** Your objective **
Tally the lines in the material below that contain the string "knit", treating case as significant, and reply with the count alone.

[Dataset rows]
┄┄┄┄┄┄┄┄┄┄
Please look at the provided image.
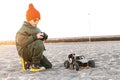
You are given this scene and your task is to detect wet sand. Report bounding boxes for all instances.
[0,41,120,80]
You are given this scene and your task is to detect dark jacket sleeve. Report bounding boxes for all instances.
[16,32,37,47]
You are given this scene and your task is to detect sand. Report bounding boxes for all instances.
[0,41,120,80]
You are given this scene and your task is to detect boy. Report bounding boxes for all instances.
[15,3,52,72]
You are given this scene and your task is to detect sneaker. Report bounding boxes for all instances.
[30,64,45,72]
[21,58,30,71]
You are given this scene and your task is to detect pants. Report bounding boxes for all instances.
[22,40,52,69]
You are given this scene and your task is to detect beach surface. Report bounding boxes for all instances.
[0,41,120,80]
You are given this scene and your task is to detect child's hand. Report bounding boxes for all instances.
[37,33,44,39]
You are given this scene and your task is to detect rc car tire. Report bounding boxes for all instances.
[88,60,95,68]
[64,60,70,69]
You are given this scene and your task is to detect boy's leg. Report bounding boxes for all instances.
[40,55,52,69]
[28,40,45,64]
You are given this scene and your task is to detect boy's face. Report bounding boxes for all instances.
[28,18,40,27]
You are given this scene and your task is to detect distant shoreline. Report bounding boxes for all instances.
[0,35,120,45]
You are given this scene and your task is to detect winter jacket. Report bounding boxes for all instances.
[15,21,41,54]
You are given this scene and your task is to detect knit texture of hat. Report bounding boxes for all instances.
[26,3,40,21]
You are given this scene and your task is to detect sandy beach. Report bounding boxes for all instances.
[0,41,120,80]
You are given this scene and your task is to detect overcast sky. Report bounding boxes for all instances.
[0,0,120,40]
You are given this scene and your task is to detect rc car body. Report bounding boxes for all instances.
[64,54,95,71]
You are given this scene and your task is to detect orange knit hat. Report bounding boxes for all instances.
[26,3,40,21]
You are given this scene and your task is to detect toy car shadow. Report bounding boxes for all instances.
[64,54,95,71]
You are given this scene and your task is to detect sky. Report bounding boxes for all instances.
[0,0,120,40]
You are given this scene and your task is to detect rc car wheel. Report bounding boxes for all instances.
[74,62,80,71]
[64,60,70,69]
[88,60,95,68]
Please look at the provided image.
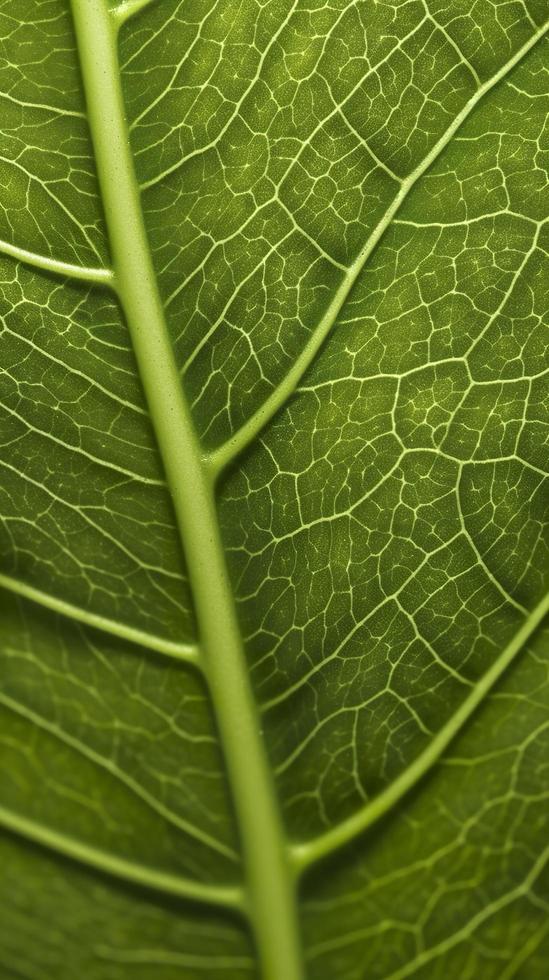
┄┄┄┄┄┄┄┄┄┄
** Output of the task **
2